* [APPLY WHAT YOU READ]:
A - In the article on vaccine refusal, which journal published the results of the UH Rainbow study?
B - Write the next part of the article on parents changing their minds about vaccination, beginning after its final sentence.

* [PASSAGE]:

*** Begin section ***

Innovations in Pediatrics - Spring 2017 

Sara Lee, MD Sara Lee, MD

More and more pediatricians are encountering parents who refuse to vaccinate their children. In a recent study in the journal Pediatrics, 87 percent of pediatricians reported the phenomenon – up from 75 percent a decade earlier. Now, a new study from University Hospitals Rainbow Babies & Children’s Hospital points to the importance of the office visit itself in countering this trend. In analyzing surveys from 316 parents from both an urban hospital setting and a suburban ambulatory care setting, researchers found that more than 20 percent changed their mind about vaccination during their child’s office visit.

Half of these parents opted for vaccination during the office visit after previously planning to decline. Unfortunately, the other half declined vaccination during the office after previously planning to accept.

“Previous vaccine refusers did change their minds,” says pediatrician Sara Lee, MD, Pediatrician, UH Rainbow Babies & Children’s Hospital and Assistant Professor of Pediatrics, Case Western Reserve University School of Medicine lead author of the UH Rainbow study. “But we also showed some people who had not previously refused or not intended to refuse a vaccine did refuse the vaccine. There’s definitely something that happens at the visit where parents change their mind.”

The group published its results recently in the journal Clinical Pediatrics.

According to Dr. Lee, these results emphasize the need for pediatricians to move beyond simply providing vaccine information and education to parents.

“There have been studies showing that information and education are not the key factors,” she says. “Instead, we need to ask other questions. Is it provider recommendation? Amount of trust in the provider? We’re not sure what it is that is causing people to accept vaccines or change their minds. Is it something in your social network that primes you to be more willing to accept what the physician provider tells you? We really need to look more closely to determine what the factors are.”

*** End section ***

[Point-per-instance localization data]
*** Begin section ***

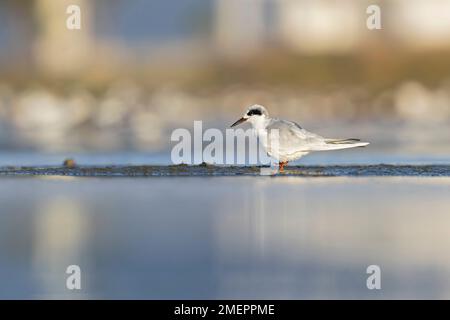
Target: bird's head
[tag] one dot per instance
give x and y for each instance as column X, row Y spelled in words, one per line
column 254, row 114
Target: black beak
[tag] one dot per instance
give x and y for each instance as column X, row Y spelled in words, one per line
column 238, row 122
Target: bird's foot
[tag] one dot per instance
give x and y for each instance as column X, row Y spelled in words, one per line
column 281, row 165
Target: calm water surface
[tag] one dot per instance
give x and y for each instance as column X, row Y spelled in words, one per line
column 247, row 237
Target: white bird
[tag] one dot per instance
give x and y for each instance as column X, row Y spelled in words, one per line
column 292, row 141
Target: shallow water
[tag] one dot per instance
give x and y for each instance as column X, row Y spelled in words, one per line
column 225, row 237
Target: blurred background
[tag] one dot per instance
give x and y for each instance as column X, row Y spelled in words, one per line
column 137, row 69
column 113, row 91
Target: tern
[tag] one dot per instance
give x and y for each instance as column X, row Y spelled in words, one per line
column 292, row 141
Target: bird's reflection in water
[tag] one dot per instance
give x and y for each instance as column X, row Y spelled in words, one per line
column 61, row 237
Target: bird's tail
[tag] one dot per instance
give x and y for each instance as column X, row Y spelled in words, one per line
column 335, row 144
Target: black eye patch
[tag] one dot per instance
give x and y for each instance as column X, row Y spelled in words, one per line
column 254, row 112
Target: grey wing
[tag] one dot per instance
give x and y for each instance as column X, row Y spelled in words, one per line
column 293, row 138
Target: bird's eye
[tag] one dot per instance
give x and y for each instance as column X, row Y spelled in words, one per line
column 254, row 112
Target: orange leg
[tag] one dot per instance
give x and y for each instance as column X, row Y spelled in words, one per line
column 281, row 165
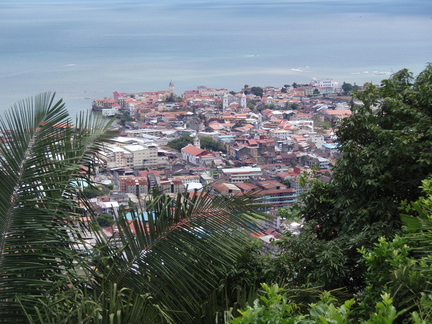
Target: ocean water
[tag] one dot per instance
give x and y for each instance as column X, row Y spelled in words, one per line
column 84, row 50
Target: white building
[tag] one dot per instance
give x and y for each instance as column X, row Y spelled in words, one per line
column 242, row 174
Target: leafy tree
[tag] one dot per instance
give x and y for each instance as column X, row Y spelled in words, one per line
column 168, row 265
column 274, row 306
column 105, row 220
column 385, row 148
column 180, row 142
column 40, row 161
column 210, row 144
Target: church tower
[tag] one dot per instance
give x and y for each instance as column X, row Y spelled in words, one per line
column 243, row 101
column 225, row 101
column 171, row 88
column 197, row 142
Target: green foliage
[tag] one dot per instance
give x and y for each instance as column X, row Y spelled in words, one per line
column 385, row 155
column 105, row 220
column 273, row 306
column 40, row 162
column 180, row 142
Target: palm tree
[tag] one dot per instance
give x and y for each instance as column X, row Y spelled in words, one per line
column 169, row 264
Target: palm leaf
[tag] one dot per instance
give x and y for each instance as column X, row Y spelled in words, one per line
column 41, row 154
column 178, row 250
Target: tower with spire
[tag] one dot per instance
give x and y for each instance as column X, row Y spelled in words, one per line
column 243, row 103
column 197, row 142
column 171, row 88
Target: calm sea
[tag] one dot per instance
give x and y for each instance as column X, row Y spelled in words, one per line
column 88, row 49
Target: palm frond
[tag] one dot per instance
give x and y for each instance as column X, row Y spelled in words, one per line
column 41, row 154
column 178, row 249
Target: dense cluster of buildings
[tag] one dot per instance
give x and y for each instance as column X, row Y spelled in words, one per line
column 268, row 142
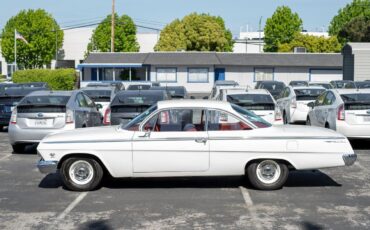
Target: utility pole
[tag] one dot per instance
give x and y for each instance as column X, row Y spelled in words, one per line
column 259, row 34
column 112, row 29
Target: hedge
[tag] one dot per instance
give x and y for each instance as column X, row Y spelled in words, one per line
column 59, row 79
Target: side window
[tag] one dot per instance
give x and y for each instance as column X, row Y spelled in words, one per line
column 81, row 100
column 223, row 121
column 329, row 99
column 177, row 120
column 89, row 102
column 320, row 99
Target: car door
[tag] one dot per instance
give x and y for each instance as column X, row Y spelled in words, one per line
column 172, row 141
column 81, row 112
column 318, row 110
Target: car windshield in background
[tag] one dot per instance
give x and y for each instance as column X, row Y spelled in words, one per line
column 307, row 94
column 138, row 87
column 252, row 101
column 99, row 95
column 272, row 86
column 359, row 101
column 135, row 123
column 252, row 117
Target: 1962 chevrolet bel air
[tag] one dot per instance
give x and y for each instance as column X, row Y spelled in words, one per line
column 192, row 138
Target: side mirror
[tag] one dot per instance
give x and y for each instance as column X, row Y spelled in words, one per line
column 99, row 106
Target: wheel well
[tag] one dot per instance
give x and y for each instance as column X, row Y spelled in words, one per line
column 287, row 163
column 85, row 155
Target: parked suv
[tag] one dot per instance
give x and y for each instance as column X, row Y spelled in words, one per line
column 43, row 112
column 126, row 105
column 260, row 101
column 293, row 102
column 345, row 110
column 9, row 98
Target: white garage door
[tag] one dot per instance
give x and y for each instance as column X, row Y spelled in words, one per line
column 326, row 75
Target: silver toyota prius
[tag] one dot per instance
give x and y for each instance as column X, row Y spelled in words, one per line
column 44, row 112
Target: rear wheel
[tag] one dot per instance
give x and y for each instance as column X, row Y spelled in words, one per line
column 267, row 174
column 18, row 148
column 81, row 174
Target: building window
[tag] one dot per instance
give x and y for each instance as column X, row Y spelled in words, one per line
column 263, row 74
column 198, row 75
column 166, row 75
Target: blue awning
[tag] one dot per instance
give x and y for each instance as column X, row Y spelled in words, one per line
column 109, row 65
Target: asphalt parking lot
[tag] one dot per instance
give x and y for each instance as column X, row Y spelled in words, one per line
column 337, row 198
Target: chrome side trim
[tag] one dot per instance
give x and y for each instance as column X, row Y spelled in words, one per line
column 195, row 138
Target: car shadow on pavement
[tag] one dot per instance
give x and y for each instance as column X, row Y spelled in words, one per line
column 311, row 178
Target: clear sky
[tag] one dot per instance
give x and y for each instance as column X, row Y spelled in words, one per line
column 315, row 14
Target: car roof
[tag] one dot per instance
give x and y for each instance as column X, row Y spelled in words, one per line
column 50, row 92
column 194, row 103
column 352, row 91
column 247, row 91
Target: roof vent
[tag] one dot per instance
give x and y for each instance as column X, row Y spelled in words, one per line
column 299, row 50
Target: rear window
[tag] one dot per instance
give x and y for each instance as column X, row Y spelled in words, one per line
column 272, row 86
column 45, row 100
column 99, row 95
column 252, row 101
column 356, row 101
column 138, row 87
column 307, row 94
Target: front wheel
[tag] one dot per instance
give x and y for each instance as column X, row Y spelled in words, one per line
column 267, row 174
column 81, row 174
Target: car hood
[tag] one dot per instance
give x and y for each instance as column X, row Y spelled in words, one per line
column 102, row 133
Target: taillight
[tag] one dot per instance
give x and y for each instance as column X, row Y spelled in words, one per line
column 293, row 103
column 13, row 118
column 341, row 115
column 69, row 117
column 107, row 114
column 278, row 116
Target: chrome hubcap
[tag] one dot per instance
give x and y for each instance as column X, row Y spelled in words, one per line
column 81, row 172
column 268, row 171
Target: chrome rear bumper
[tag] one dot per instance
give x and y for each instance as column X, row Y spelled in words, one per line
column 349, row 159
column 47, row 167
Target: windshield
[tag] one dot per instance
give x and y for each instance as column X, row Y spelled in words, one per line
column 252, row 117
column 134, row 124
column 307, row 94
column 99, row 95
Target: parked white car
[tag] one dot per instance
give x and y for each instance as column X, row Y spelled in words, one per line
column 293, row 102
column 345, row 110
column 259, row 101
column 192, row 138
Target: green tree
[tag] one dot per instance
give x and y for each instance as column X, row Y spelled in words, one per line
column 345, row 15
column 357, row 30
column 42, row 33
column 124, row 36
column 313, row 44
column 281, row 28
column 196, row 32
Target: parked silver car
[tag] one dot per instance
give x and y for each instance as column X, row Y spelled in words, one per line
column 44, row 112
column 293, row 102
column 345, row 110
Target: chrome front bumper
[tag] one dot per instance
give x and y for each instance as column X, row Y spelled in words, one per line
column 47, row 167
column 349, row 159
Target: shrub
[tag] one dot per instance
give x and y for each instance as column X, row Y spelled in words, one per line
column 59, row 79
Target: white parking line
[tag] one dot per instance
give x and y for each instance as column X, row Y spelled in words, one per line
column 71, row 206
column 252, row 211
column 5, row 157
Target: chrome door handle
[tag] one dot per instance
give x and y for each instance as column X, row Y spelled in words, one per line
column 201, row 140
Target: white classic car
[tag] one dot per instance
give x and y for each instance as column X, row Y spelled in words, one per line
column 192, row 138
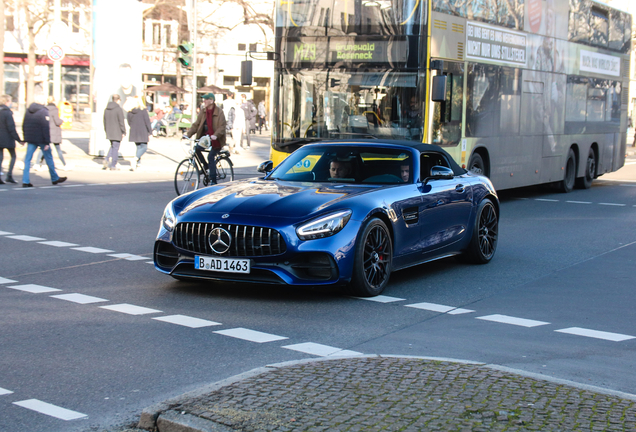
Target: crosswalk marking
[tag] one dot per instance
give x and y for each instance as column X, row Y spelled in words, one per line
column 92, row 250
column 381, row 299
column 616, row 337
column 34, row 289
column 320, row 350
column 79, row 298
column 50, row 409
column 25, row 238
column 250, row 335
column 187, row 321
column 58, row 243
column 505, row 319
column 130, row 309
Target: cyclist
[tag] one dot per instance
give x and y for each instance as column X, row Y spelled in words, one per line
column 210, row 121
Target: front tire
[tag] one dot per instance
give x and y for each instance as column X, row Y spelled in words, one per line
column 373, row 260
column 585, row 182
column 483, row 243
column 187, row 177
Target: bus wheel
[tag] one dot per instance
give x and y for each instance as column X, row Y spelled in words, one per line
column 585, row 182
column 569, row 176
column 476, row 164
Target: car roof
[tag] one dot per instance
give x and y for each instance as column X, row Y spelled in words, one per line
column 420, row 147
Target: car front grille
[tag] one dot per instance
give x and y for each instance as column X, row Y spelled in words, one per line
column 247, row 240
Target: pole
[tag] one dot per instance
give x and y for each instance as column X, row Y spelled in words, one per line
column 194, row 58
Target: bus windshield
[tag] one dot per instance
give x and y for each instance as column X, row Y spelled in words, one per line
column 345, row 104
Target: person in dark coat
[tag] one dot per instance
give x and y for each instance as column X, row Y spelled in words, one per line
column 55, row 130
column 140, row 128
column 36, row 131
column 115, row 130
column 8, row 136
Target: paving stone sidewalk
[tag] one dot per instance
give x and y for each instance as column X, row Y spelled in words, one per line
column 393, row 394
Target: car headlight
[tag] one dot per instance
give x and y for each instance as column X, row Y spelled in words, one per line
column 325, row 226
column 168, row 220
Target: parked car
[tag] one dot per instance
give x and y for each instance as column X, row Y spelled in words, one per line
column 345, row 213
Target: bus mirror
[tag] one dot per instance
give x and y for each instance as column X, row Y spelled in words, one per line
column 246, row 72
column 439, row 88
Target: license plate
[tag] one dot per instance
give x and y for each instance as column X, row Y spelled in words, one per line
column 227, row 265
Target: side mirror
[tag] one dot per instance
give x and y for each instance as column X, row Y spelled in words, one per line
column 265, row 167
column 440, row 173
column 438, row 92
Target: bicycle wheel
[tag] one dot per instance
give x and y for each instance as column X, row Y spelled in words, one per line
column 224, row 170
column 187, row 177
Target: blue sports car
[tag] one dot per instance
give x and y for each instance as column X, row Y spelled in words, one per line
column 339, row 213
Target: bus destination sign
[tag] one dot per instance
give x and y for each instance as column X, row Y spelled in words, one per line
column 345, row 50
column 484, row 42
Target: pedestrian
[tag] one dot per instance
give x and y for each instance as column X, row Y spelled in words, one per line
column 140, row 129
column 36, row 131
column 250, row 117
column 55, row 130
column 262, row 113
column 210, row 122
column 115, row 129
column 8, row 136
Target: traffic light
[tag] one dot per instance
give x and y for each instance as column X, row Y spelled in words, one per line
column 185, row 54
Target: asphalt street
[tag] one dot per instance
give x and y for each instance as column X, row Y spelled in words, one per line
column 91, row 329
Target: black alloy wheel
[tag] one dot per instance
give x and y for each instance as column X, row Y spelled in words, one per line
column 373, row 262
column 585, row 182
column 569, row 176
column 484, row 241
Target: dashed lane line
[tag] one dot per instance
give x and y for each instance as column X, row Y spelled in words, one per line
column 33, row 288
column 250, row 335
column 187, row 321
column 505, row 319
column 130, row 309
column 50, row 409
column 320, row 350
column 578, row 331
column 79, row 298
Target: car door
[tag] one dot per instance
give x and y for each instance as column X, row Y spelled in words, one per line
column 445, row 207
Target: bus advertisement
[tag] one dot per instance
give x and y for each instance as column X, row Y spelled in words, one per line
column 524, row 91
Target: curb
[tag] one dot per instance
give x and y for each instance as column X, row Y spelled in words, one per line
column 163, row 418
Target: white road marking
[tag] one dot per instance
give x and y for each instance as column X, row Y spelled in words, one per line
column 50, row 409
column 505, row 319
column 25, row 238
column 58, row 243
column 130, row 309
column 381, row 299
column 250, row 335
column 5, row 280
column 79, row 298
column 129, row 257
column 451, row 310
column 321, row 350
column 34, row 289
column 616, row 337
column 92, row 250
column 187, row 321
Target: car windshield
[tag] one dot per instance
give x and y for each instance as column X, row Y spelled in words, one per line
column 343, row 164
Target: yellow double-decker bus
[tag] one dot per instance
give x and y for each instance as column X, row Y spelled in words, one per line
column 524, row 91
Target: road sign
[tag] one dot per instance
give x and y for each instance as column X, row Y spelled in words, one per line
column 55, row 53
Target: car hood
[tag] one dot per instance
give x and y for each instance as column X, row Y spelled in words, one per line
column 268, row 198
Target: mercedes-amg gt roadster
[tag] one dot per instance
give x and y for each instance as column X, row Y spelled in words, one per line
column 334, row 213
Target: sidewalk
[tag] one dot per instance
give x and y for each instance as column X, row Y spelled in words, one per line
column 379, row 393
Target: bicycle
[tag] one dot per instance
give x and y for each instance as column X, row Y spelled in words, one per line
column 190, row 173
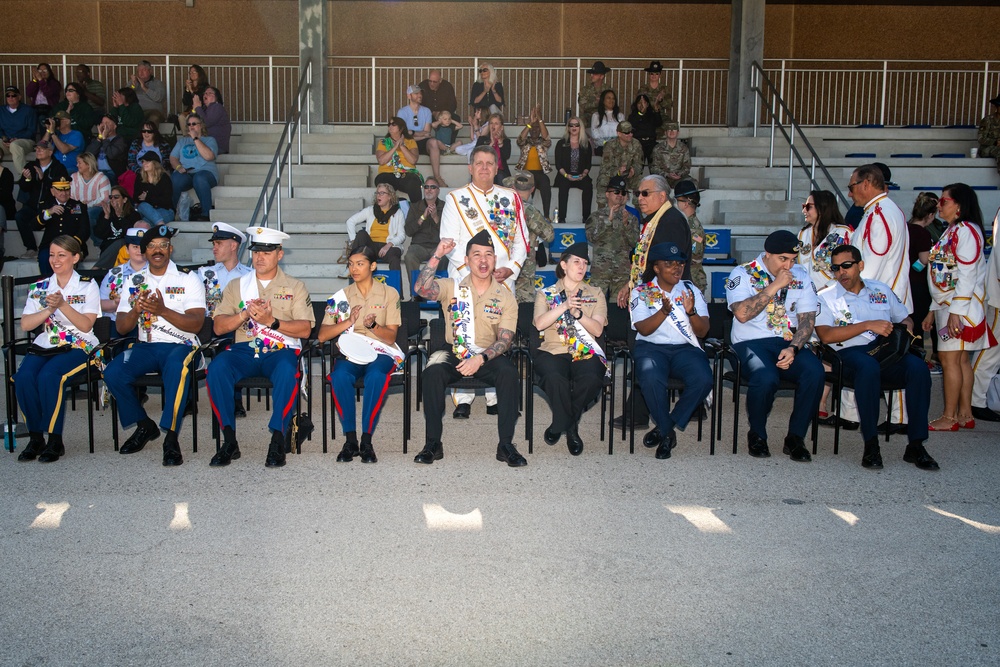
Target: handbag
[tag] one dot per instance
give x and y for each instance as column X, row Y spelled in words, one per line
column 887, row 350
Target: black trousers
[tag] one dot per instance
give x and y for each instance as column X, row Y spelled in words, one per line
column 570, row 386
column 440, row 372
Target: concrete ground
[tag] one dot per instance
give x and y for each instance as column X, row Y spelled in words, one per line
column 597, row 560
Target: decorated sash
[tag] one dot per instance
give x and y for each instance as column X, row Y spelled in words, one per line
column 580, row 342
column 463, row 323
column 264, row 339
column 339, row 308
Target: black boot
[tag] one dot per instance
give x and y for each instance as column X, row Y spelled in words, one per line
column 36, row 443
column 872, row 457
column 350, row 449
column 53, row 450
column 172, row 450
column 275, row 451
column 367, row 451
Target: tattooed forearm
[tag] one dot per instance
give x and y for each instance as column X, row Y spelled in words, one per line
column 807, row 322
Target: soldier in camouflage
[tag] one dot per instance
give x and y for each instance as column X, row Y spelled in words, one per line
column 621, row 158
column 539, row 229
column 613, row 232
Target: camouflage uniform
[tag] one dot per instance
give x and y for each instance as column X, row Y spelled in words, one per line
column 698, row 276
column 614, row 156
column 665, row 107
column 613, row 241
column 538, row 228
column 667, row 160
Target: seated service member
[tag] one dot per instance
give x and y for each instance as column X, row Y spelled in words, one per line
column 65, row 305
column 269, row 311
column 168, row 306
column 366, row 311
column 667, row 330
column 774, row 304
column 853, row 314
column 570, row 363
column 483, row 317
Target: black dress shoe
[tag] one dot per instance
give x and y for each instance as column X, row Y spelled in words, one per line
column 348, row 453
column 757, row 446
column 52, row 453
column 230, row 451
column 138, row 439
column 918, row 456
column 368, row 454
column 796, row 449
column 872, row 458
column 430, row 453
column 985, row 414
column 573, row 442
column 667, row 443
column 508, row 454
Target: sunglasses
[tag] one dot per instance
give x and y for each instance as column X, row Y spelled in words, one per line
column 843, row 265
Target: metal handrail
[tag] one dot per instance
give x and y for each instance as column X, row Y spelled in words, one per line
column 757, row 77
column 270, row 191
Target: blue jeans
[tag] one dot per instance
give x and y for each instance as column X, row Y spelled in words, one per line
column 202, row 182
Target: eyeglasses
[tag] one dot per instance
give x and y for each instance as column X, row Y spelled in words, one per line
column 843, row 265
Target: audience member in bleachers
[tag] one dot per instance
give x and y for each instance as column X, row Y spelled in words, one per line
column 613, row 232
column 590, row 94
column 604, row 121
column 656, row 90
column 380, row 227
column 193, row 160
column 81, row 114
column 397, row 156
column 496, row 138
column 418, row 119
column 44, row 91
column 774, row 305
column 92, row 91
column 672, row 157
column 149, row 141
column 573, row 159
column 439, row 95
column 423, row 226
column 67, row 142
column 622, row 157
column 687, row 197
column 540, row 234
column 366, row 312
column 487, row 92
column 646, row 123
column 534, row 143
column 957, row 273
column 824, row 230
column 989, row 133
column 116, row 217
column 854, row 313
column 118, row 278
column 111, row 151
column 89, row 186
column 127, row 112
column 669, row 316
column 152, row 93
column 65, row 306
column 217, row 124
column 18, row 127
column 154, row 191
column 571, row 316
column 35, row 187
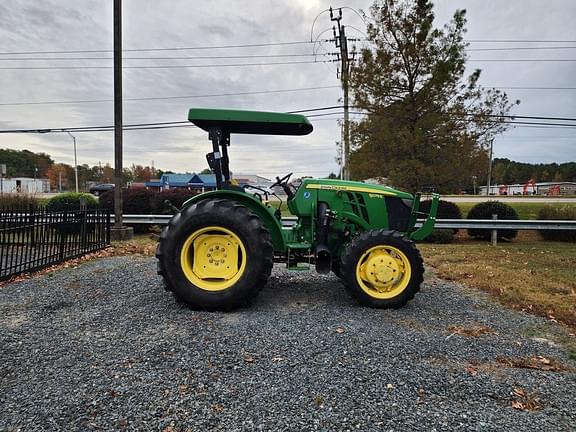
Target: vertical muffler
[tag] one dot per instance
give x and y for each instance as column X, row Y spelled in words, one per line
column 322, row 254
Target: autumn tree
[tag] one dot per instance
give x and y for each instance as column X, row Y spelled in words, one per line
column 426, row 123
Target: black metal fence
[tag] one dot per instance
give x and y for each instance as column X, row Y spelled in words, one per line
column 31, row 240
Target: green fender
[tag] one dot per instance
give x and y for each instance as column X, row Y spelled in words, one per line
column 273, row 224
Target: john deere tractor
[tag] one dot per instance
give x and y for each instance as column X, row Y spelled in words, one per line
column 218, row 251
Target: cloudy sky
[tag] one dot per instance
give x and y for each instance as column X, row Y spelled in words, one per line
column 51, row 27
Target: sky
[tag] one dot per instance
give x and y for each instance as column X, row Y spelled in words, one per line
column 27, row 96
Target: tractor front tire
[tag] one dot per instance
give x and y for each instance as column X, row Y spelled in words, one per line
column 382, row 269
column 215, row 255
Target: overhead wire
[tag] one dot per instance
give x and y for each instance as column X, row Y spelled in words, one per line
column 248, row 93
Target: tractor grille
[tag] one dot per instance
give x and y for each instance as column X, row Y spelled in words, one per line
column 398, row 214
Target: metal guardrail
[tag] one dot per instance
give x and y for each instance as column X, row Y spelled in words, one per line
column 440, row 223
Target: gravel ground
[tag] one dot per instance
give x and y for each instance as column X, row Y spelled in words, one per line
column 104, row 347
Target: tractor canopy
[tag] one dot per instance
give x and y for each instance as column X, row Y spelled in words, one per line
column 249, row 122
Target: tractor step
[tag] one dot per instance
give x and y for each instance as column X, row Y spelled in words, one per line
column 298, row 266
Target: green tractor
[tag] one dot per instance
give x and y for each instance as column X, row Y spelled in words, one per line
column 218, row 251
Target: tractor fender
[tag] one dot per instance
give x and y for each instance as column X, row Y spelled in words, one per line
column 272, row 224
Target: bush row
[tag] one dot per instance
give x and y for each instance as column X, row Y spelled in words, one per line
column 144, row 201
column 485, row 210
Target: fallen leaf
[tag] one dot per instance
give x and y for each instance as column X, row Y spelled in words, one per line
column 518, row 405
column 217, row 408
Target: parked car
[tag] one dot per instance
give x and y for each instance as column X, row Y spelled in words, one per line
column 101, row 188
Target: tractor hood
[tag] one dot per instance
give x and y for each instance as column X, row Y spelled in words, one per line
column 352, row 186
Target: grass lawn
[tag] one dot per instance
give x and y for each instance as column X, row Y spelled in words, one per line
column 525, row 210
column 527, row 274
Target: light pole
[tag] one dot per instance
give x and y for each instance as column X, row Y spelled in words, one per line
column 75, row 162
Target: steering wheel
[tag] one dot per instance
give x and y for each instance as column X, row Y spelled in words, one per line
column 280, row 181
column 283, row 183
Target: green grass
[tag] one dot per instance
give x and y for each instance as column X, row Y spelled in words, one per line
column 525, row 210
column 535, row 276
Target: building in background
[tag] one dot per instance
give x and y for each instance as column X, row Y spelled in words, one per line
column 532, row 188
column 202, row 182
column 24, row 185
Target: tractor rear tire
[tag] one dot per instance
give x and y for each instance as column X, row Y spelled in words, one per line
column 382, row 269
column 215, row 255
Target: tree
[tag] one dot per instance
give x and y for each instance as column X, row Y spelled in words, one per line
column 61, row 176
column 426, row 124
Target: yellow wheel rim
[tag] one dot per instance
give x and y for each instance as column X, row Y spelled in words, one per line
column 213, row 258
column 383, row 272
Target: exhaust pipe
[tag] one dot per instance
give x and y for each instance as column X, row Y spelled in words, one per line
column 322, row 253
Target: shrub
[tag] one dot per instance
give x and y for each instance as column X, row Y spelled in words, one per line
column 18, row 202
column 144, row 201
column 485, row 210
column 558, row 213
column 71, row 201
column 134, row 201
column 177, row 197
column 446, row 210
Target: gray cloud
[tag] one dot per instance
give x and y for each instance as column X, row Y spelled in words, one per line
column 29, row 25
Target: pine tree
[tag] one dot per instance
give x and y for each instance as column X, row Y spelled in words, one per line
column 426, row 123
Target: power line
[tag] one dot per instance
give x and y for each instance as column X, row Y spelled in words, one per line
column 518, row 41
column 520, row 48
column 171, row 97
column 511, row 119
column 160, row 49
column 248, row 93
column 169, row 58
column 521, row 60
column 159, row 66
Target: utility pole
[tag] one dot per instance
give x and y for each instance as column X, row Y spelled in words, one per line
column 342, row 42
column 490, row 167
column 75, row 161
column 119, row 232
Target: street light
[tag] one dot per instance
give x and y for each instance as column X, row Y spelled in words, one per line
column 75, row 161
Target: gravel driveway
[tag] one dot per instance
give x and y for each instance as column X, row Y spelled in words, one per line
column 104, row 347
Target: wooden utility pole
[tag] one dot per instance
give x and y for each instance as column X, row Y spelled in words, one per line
column 118, row 113
column 342, row 43
column 490, row 168
column 119, row 232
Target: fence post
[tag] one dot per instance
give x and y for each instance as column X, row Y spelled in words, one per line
column 63, row 235
column 494, row 231
column 32, row 214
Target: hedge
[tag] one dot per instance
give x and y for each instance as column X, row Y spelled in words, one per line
column 485, row 210
column 446, row 210
column 558, row 213
column 71, row 201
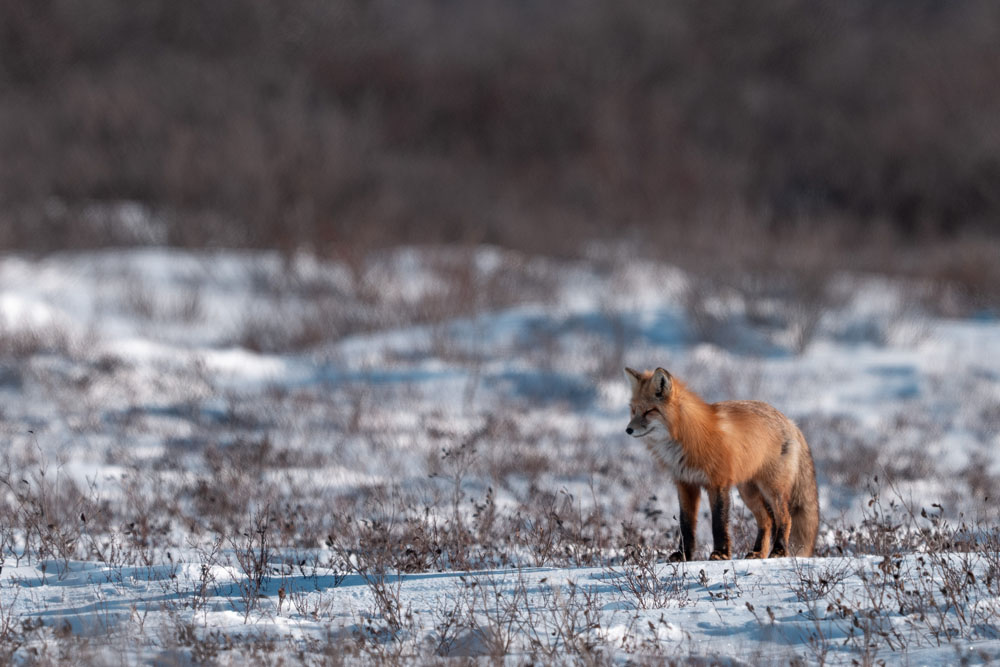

*** End section ***

* [EXERCISE ANSWERS]:
A - Clinical Pediatrics

B -
Dr. Lee and her colleagues will be working to determine whether there are certain vaccines parents are more likely to refuse. The HPV vaccine, for example, remains controversial for some parents. They’ll also be interviewing parents who changed their mind about vaccination to identify the underlying reasons for the decision.

In the meantime, she says a “presumptive” approach to talking with parents about vaccines -- speaking matter-of-factly about the vaccines the child needs at the visit -- may yield greater acceptance than a more “participatory” discussion.

With specific vaccines, there are also certain strategies that are helpful. Presenting the HPV vaccine as a cancer vaccine can be a beneficial approach, Dr. Lee says.

Clearly, there is still much work to do to understand and effectively counter the anti-vaccination trend.

“No parents are trying to harm their child,” Dr. Lee says. “There’s a lot of information to the point of information overload and it’s hard for parents to know what sources of information to trust. At the same time, we need to better understand what’s going on at the visit. More research definitely needs to be done to delineate the key factors that are nudging parents in making a decision.”